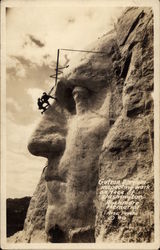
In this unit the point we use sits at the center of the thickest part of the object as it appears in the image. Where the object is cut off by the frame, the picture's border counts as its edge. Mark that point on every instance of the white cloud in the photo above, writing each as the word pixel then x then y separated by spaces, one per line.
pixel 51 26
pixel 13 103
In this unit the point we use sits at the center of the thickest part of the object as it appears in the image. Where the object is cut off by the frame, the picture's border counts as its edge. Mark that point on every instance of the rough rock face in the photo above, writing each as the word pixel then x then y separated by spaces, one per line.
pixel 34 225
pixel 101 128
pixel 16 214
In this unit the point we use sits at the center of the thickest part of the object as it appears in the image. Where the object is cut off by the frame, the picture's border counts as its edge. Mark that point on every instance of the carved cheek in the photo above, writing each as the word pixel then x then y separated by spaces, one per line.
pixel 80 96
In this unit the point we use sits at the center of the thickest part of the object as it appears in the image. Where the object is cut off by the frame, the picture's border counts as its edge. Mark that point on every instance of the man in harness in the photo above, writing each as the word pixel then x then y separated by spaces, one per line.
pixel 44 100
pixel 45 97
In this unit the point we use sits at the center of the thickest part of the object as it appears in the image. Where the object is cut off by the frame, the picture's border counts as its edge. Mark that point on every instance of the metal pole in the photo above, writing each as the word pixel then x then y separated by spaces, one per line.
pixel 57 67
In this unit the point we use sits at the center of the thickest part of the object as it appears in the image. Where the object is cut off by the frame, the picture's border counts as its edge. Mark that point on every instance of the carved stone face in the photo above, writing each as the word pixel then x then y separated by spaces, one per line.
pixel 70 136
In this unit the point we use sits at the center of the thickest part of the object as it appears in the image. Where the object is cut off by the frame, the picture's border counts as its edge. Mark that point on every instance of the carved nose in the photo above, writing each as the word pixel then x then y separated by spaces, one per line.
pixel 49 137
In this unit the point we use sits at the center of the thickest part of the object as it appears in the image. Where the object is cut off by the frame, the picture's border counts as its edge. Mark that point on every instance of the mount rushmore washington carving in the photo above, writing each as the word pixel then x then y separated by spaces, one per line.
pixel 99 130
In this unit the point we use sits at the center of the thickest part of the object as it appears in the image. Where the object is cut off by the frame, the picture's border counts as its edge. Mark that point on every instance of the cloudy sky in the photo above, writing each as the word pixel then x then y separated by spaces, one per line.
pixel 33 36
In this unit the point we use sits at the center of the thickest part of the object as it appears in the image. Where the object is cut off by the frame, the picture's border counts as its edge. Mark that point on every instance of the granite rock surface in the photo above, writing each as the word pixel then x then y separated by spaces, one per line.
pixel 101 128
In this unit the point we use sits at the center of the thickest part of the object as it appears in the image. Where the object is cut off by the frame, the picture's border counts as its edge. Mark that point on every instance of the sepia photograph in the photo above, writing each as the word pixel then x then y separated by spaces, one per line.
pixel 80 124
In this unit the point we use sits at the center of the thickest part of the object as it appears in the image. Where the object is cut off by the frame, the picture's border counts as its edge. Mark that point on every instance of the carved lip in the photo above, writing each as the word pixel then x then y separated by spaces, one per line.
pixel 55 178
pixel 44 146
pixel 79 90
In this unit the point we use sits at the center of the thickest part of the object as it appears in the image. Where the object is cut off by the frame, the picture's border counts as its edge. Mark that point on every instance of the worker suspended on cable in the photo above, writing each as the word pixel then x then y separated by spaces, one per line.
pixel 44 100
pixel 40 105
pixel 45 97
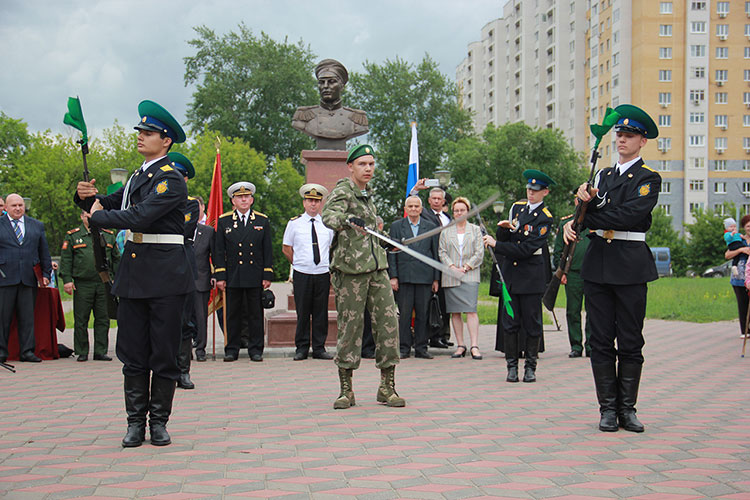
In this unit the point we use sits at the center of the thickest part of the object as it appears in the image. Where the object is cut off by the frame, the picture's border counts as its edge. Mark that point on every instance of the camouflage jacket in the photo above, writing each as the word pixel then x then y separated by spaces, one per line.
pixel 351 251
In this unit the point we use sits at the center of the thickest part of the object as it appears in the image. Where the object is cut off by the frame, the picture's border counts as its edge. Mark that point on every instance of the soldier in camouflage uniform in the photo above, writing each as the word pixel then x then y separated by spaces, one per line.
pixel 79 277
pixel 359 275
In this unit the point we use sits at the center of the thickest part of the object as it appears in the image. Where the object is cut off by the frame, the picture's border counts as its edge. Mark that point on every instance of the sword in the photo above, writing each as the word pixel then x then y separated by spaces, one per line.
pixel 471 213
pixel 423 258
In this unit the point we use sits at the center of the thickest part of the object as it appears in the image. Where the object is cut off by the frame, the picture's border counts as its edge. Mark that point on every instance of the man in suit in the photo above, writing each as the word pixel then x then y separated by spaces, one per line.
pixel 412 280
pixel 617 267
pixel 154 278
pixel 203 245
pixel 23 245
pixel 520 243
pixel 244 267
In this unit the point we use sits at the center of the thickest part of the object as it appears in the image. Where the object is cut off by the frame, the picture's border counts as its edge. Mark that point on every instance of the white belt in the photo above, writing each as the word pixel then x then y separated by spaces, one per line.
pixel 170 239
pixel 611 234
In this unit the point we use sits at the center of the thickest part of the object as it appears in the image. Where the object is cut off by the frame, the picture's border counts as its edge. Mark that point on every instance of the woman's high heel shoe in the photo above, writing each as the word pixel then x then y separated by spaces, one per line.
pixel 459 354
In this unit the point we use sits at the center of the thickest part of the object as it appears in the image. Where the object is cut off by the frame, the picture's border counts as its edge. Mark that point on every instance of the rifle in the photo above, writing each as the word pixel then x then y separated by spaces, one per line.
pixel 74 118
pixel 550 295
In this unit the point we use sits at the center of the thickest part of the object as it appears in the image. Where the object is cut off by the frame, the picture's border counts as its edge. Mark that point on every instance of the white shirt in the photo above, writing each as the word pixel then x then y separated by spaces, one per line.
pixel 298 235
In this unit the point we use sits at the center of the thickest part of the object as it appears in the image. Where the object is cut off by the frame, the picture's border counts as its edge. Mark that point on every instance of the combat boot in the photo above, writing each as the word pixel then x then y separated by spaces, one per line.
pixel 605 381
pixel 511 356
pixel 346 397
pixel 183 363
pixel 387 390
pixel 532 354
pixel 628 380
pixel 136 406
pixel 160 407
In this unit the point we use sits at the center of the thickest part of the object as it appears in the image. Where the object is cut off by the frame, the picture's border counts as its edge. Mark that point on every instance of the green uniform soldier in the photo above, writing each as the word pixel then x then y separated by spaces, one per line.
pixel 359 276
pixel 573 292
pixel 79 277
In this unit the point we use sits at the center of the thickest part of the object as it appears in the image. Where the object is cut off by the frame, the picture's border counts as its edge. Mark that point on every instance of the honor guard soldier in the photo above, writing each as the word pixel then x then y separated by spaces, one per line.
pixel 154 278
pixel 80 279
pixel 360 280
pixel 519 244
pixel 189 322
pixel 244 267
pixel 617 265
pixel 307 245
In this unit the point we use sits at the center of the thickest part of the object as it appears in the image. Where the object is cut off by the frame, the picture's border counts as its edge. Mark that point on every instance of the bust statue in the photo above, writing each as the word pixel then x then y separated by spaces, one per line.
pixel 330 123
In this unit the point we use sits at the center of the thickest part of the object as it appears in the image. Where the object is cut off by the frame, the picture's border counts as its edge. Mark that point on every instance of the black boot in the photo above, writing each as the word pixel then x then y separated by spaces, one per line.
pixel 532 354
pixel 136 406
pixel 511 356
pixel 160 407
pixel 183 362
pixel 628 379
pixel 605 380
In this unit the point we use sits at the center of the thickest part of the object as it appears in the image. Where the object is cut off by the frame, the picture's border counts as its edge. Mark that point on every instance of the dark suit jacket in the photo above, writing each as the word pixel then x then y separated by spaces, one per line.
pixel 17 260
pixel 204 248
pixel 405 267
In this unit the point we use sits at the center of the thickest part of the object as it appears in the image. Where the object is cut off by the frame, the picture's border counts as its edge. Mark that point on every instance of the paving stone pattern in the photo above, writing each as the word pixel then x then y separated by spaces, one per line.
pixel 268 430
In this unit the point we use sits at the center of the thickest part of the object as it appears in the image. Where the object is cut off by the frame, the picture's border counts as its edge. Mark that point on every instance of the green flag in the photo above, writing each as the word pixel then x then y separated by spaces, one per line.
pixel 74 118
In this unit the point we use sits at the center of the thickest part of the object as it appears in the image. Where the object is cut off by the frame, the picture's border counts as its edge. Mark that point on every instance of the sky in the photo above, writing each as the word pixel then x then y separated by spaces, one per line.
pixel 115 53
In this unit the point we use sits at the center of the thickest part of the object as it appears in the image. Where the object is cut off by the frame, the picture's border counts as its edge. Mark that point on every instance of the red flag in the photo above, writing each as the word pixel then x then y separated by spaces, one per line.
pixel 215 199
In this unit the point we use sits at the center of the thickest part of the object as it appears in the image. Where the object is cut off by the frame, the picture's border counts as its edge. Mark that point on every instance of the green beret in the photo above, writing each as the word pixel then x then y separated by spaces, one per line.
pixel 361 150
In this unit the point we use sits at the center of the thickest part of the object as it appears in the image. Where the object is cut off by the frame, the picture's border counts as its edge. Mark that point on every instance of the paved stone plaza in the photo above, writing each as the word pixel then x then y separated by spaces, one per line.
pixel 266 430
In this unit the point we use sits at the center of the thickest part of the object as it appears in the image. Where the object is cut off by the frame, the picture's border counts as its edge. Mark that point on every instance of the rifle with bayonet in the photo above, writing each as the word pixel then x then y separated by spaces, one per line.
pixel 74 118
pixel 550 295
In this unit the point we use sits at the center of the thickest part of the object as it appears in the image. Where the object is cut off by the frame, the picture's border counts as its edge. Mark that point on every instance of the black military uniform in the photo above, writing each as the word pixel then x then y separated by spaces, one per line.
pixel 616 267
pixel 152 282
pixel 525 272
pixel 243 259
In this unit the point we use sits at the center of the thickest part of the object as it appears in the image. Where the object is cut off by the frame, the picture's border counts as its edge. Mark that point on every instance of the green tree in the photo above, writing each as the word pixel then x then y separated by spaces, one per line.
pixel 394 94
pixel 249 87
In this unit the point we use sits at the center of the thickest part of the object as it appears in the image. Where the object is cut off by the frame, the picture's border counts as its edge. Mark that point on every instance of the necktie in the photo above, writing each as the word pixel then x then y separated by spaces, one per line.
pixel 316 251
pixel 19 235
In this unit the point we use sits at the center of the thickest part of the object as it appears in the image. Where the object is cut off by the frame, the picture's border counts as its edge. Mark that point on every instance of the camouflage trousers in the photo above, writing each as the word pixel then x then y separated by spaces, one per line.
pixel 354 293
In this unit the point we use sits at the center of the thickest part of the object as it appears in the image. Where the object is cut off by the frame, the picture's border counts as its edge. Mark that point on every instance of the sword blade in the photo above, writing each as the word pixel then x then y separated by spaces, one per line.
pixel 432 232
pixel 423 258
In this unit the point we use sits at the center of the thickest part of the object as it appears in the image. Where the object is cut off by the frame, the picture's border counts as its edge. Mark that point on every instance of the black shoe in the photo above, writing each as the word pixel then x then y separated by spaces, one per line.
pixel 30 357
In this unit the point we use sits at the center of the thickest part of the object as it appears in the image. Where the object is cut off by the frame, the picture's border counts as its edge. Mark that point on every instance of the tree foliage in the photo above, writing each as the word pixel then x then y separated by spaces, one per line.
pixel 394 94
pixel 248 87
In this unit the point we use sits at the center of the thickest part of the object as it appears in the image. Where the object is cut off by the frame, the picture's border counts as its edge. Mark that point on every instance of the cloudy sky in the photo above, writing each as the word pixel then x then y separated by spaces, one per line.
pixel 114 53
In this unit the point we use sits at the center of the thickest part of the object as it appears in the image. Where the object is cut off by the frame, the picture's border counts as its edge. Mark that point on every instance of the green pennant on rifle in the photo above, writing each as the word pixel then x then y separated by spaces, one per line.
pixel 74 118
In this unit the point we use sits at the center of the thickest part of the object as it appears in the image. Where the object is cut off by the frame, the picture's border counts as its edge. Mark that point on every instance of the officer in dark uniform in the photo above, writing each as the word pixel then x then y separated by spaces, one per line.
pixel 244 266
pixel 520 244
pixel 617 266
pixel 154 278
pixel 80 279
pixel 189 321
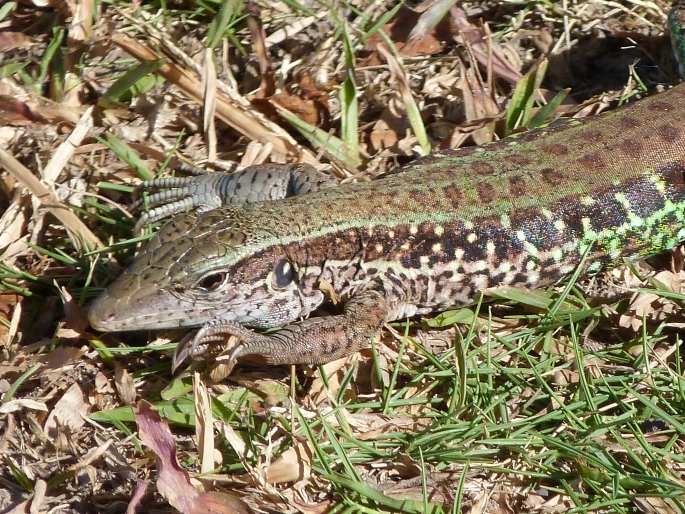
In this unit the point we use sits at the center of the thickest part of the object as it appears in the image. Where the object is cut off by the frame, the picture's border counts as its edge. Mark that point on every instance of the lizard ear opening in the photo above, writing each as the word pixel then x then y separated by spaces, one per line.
■ ■ ■
◆ AIM OF THE TASK ◆
Reproduce the rows above word for word, from the beginning of the rows through the line that contains "pixel 80 96". Leave the pictures out of your copy.

◆ WRITTEN SOLUTION ◆
In this unit the point we use sits at the center of the thickest part of the object as it appears in the image. Where the object is cut off by the frame, the picture's border counts as its edge. Mark that point on every instance of the white cloud in the photo above, writing each as the word pixel then x then y separated by spaces, one per line.
pixel 51 26
pixel 13 103
In this unit the point we use sits at the center of the thickest part of the object as it appears in the image. Where the object is cut off by the frame, the picture's border counts as its edge. Mark that point on every instance of the rough rock face in the photo above, writing each as the word pixel then x then y separated by spaces, one per line.
pixel 34 225
pixel 101 128
pixel 16 214
In this unit the point we use sits at the center of the thickest part of the object as it appears in the image. Where the object is cut off by the frame, the picture's border counts as its edge. Mark that point on every instance of the carved cheek in the photo above, writing each as the word pixel then x then y separated by spaces, one per line.
pixel 80 96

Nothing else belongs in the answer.